- Dataset rows -
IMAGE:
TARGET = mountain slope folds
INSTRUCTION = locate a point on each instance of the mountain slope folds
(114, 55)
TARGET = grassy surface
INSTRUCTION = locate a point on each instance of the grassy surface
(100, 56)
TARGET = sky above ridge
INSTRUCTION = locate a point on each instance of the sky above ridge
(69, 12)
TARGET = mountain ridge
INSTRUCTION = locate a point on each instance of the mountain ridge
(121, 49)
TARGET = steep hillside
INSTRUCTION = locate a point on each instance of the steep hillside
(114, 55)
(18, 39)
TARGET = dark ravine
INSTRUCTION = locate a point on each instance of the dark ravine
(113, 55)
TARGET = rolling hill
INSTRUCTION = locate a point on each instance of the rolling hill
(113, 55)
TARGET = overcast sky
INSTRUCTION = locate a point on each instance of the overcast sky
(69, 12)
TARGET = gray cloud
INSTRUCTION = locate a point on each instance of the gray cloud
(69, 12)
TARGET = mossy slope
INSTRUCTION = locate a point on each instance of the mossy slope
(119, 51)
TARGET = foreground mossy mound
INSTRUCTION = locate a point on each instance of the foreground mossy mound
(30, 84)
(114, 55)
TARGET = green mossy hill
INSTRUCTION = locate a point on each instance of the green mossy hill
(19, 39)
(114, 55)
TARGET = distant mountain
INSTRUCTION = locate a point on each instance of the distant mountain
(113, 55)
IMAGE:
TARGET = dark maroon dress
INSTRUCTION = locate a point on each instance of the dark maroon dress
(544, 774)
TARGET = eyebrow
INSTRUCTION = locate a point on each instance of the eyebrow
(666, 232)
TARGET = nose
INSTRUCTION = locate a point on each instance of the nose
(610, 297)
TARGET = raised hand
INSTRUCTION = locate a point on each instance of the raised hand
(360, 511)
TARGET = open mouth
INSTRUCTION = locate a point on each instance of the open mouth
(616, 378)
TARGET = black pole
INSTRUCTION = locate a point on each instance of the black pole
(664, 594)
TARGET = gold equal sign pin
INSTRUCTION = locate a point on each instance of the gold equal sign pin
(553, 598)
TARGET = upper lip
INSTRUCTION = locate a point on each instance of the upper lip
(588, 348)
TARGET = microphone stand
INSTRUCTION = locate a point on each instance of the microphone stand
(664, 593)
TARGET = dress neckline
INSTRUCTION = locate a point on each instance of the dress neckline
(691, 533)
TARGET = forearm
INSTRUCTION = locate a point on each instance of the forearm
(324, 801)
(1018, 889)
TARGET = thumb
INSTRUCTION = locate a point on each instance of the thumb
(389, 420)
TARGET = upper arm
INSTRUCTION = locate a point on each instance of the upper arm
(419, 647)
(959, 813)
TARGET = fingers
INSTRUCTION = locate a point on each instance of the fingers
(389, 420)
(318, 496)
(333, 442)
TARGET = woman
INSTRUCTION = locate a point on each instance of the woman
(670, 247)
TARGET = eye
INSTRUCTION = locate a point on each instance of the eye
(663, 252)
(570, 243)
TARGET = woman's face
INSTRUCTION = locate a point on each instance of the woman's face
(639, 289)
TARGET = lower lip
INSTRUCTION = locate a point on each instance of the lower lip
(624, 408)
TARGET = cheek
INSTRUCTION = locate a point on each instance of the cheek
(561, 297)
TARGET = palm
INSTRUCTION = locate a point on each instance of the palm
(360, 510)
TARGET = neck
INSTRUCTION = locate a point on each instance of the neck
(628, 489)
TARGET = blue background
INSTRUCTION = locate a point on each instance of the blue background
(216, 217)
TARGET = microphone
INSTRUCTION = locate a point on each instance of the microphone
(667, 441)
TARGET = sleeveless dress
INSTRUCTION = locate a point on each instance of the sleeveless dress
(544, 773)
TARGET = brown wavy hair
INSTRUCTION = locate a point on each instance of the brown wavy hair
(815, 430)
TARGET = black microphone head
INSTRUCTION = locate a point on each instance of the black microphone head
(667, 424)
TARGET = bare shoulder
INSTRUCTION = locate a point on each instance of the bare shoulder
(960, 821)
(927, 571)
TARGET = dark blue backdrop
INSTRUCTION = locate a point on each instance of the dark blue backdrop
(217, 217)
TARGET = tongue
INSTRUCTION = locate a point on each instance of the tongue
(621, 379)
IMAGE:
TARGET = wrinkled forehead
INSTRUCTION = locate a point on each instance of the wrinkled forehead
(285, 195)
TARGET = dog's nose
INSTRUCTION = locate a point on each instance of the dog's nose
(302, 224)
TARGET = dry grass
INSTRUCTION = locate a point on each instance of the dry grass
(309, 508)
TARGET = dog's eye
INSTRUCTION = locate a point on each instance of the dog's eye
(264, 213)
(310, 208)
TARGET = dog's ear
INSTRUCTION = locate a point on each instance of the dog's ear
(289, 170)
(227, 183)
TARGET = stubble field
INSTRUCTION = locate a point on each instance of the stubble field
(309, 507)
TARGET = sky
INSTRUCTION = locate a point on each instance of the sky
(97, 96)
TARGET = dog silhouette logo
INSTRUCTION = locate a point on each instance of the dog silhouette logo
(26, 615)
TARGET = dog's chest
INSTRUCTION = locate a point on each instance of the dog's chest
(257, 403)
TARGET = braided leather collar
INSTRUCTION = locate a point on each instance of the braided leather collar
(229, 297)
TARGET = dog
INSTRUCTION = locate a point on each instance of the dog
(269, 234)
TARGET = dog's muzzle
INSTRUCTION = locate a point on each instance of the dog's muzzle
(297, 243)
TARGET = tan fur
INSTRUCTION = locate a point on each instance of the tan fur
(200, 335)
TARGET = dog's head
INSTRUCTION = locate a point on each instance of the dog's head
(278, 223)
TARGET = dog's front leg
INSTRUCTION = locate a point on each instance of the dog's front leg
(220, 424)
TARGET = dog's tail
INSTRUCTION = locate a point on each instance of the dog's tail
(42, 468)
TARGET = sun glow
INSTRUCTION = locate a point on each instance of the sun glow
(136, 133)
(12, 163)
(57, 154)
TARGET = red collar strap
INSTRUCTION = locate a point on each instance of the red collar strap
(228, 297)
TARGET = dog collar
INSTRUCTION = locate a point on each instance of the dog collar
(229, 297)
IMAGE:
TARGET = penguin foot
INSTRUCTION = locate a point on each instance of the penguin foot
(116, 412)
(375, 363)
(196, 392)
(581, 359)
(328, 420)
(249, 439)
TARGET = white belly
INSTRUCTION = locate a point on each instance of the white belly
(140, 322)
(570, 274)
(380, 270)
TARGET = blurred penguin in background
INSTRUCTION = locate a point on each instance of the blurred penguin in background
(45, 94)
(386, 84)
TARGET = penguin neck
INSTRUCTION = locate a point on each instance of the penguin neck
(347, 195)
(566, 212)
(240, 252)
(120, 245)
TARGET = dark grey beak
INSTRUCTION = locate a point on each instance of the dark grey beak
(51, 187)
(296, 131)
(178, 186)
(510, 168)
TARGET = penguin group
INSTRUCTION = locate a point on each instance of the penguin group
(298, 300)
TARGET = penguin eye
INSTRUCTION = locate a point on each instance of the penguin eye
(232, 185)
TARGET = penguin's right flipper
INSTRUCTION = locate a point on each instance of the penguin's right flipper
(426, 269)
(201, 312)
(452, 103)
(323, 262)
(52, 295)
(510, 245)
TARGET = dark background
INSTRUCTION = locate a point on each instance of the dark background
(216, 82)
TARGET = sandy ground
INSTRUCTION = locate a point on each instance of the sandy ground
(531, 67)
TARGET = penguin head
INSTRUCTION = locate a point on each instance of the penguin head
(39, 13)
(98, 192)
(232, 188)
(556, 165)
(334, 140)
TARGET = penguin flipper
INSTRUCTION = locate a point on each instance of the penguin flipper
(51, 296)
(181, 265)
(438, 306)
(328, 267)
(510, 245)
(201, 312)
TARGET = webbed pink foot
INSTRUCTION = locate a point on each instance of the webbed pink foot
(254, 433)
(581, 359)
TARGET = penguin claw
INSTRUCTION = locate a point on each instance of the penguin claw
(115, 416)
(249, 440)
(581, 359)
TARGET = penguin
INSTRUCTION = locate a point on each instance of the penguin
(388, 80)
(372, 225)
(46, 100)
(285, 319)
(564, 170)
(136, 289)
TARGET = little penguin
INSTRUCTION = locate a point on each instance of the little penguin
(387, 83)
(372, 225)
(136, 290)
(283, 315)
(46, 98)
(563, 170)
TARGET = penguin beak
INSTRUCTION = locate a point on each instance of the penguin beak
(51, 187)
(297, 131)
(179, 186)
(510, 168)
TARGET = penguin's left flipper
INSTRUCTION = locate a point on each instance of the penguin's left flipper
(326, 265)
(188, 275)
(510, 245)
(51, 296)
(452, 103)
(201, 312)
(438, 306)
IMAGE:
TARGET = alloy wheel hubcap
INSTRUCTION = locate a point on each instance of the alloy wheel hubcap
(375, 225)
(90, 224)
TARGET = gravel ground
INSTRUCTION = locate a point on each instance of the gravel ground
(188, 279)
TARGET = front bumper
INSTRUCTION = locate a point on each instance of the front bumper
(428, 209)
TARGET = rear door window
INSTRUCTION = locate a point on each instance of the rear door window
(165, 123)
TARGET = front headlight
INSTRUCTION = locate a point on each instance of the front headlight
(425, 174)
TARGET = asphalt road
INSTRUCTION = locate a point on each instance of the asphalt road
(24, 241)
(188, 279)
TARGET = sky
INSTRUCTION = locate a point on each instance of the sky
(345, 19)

- Written instruction -
Reproduce the final stretch of the data above: every line from the one holding "TARGET = little penguin" through the end, inclusive, exactly as written and nothing else.

- Final answer -
TARGET = little penguin
INSTRUCTION = locate a point on each instance of the little penguin
(387, 83)
(372, 225)
(136, 290)
(283, 315)
(46, 98)
(563, 170)
TARGET = penguin beak
INSTRUCTION = locate a point on each instance of the penguin beak
(51, 187)
(297, 131)
(179, 186)
(510, 168)
TARGET = penguin's left flipper
INSTRUCTION = locate a point on each instance of the penguin's left flipper
(326, 265)
(188, 275)
(510, 245)
(51, 296)
(452, 103)
(201, 312)
(438, 306)
IMAGE:
TARGET = alloy wheel hubcap
INSTRUCTION = locate a point on each instance of the alloy wheel hubcap
(375, 225)
(90, 224)
TARGET = gravel ground
INSTRUCTION = locate a point on each instance of the gravel ground
(188, 279)
TARGET = front bumper
INSTRUCTION = locate a point on each instance of the front bumper
(428, 209)
TARGET = rear door window
INSTRUCTION = locate a point on each instance of the rear door window
(165, 123)
TARGET = front headlight
INSTRUCTION = locate a point on each instance of the front headlight
(425, 174)
TARGET = asphalt road
INSTRUCTION = locate a point on each instance of the asphalt road
(24, 241)
(188, 279)
TARGET = sky
INSTRUCTION = locate a point on each instance of the sky
(345, 19)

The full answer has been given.